- Problem requirements -
Display every line of the material that contains the word "woman". Case counts.

- Records for the task -
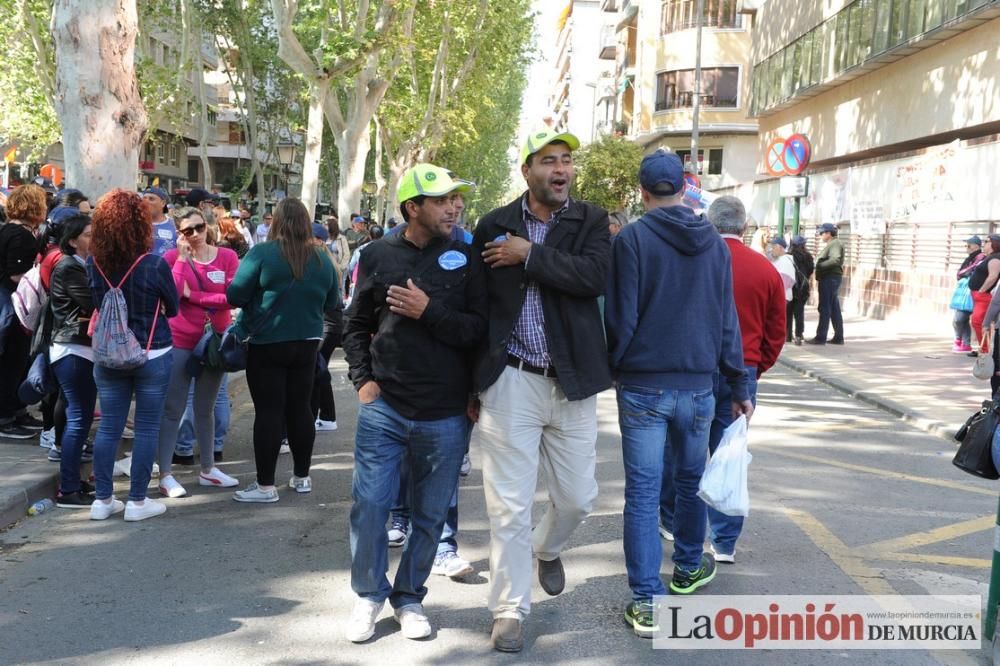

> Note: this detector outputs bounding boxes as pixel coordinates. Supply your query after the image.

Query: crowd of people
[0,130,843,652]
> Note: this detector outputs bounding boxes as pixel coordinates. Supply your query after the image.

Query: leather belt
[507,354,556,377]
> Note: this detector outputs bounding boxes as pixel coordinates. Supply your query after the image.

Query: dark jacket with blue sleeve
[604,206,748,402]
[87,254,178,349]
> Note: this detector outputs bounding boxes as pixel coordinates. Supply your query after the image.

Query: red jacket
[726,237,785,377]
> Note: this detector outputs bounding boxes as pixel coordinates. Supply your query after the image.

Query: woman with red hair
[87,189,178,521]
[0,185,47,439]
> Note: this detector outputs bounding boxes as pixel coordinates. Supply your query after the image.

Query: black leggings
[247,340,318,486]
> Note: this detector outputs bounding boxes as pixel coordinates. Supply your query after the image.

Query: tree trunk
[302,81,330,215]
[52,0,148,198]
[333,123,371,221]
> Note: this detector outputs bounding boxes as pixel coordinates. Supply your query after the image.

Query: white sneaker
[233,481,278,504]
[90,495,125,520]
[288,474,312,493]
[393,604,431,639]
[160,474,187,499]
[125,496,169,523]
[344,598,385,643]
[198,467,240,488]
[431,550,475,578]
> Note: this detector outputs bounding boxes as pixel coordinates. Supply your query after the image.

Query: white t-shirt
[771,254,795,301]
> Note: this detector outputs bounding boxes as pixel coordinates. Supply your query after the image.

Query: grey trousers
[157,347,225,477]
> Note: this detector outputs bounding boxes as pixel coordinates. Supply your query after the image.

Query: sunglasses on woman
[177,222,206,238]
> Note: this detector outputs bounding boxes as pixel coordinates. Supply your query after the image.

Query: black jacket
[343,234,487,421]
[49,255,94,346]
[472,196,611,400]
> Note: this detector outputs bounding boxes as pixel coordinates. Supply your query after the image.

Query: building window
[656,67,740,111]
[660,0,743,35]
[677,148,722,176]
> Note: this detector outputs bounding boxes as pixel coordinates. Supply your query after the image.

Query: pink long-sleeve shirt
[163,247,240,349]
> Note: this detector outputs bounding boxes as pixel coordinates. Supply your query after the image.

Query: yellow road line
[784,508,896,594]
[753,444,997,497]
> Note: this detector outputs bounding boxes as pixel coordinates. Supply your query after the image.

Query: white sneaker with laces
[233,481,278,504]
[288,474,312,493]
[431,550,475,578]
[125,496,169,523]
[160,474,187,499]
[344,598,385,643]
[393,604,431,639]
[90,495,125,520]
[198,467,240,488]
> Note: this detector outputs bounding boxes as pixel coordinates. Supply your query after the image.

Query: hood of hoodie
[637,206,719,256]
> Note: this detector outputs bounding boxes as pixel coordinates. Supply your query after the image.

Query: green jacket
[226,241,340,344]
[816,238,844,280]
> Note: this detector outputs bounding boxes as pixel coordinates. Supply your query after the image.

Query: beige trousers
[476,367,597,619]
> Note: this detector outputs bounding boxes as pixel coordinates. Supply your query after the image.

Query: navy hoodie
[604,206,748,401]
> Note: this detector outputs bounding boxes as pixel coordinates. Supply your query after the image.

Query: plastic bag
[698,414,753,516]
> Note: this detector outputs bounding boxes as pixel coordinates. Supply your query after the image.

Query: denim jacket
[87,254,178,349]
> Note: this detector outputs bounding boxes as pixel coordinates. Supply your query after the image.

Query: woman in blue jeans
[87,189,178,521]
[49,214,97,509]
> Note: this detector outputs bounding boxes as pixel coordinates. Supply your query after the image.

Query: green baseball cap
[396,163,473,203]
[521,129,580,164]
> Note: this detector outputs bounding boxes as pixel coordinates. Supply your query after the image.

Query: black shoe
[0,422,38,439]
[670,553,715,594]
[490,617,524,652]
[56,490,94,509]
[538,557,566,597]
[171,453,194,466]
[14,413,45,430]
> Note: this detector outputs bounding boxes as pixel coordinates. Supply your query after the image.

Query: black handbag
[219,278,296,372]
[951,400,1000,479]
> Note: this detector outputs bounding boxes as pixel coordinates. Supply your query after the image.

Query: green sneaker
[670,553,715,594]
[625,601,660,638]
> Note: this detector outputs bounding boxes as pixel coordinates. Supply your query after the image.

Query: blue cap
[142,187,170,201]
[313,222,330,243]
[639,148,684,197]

--

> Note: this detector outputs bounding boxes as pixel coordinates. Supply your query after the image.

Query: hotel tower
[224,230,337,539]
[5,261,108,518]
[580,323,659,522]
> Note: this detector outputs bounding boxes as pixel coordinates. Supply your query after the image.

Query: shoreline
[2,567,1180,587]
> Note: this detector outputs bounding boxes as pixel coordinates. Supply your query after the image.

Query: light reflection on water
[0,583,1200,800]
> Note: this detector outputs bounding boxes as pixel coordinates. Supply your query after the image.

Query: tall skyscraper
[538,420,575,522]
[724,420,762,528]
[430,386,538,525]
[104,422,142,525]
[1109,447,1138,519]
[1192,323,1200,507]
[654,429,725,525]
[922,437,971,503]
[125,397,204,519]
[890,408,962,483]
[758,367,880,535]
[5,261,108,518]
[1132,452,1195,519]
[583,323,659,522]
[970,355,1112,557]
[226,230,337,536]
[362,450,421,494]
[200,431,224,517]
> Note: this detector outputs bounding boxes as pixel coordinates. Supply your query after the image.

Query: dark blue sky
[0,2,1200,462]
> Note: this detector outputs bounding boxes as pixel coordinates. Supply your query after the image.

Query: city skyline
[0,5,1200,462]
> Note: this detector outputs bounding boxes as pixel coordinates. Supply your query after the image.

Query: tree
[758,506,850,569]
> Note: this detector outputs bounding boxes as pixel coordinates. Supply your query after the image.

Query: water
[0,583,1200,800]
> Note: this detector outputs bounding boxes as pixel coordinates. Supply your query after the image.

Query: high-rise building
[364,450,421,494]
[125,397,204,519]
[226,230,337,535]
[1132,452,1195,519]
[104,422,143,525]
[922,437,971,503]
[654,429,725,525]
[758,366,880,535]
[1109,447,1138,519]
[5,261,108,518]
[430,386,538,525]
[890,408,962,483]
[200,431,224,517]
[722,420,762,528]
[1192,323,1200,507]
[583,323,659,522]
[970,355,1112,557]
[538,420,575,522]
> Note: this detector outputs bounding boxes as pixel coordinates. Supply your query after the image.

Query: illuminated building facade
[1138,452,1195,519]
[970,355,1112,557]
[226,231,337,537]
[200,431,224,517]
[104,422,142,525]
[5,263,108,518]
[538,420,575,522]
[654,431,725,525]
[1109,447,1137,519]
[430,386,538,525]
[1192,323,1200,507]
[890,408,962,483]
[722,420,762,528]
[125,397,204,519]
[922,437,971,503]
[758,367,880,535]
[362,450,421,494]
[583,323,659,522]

- Correct response -
Query: woman with red hair
Query: sunglasses on woman
Query: woman in blue jeans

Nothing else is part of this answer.